[Start]

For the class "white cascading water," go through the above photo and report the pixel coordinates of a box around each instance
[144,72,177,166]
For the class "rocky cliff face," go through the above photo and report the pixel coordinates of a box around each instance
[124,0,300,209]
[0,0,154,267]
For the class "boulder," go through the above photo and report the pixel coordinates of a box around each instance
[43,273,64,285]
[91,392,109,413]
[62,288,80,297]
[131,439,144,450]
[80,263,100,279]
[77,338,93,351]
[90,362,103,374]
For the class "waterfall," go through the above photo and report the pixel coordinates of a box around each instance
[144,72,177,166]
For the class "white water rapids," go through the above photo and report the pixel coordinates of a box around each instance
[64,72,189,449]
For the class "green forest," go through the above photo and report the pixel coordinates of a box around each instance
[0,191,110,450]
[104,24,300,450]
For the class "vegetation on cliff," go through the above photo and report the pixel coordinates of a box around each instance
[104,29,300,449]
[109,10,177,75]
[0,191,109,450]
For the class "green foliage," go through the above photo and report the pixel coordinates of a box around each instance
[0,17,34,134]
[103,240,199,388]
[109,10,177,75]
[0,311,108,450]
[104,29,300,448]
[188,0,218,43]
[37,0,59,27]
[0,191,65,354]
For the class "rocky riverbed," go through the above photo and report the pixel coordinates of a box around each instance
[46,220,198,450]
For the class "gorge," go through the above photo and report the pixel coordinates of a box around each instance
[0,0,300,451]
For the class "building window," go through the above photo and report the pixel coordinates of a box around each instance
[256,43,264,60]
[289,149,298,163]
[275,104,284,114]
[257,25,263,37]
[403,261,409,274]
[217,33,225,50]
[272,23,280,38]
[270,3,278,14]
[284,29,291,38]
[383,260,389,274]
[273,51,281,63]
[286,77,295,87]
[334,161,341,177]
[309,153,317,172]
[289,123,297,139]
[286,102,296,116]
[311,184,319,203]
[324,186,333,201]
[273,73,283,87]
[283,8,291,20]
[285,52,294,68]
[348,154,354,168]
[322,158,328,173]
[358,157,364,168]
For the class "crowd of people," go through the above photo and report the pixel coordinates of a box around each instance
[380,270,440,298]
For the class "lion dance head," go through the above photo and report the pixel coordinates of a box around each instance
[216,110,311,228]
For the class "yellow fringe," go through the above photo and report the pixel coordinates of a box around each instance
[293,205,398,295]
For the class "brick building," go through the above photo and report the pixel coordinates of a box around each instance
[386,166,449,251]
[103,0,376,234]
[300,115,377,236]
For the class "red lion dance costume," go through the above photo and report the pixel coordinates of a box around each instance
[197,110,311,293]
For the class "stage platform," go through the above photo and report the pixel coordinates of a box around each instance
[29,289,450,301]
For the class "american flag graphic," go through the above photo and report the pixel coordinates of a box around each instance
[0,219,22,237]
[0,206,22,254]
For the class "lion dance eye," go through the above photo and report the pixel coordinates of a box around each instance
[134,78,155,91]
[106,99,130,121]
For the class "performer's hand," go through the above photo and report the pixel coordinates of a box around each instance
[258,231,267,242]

[End]

SET EXERCISE
How many lines of the data above contain the string "rocky"? Reply with the number alone.

SOLUTION FOR THIS PROBLEM
2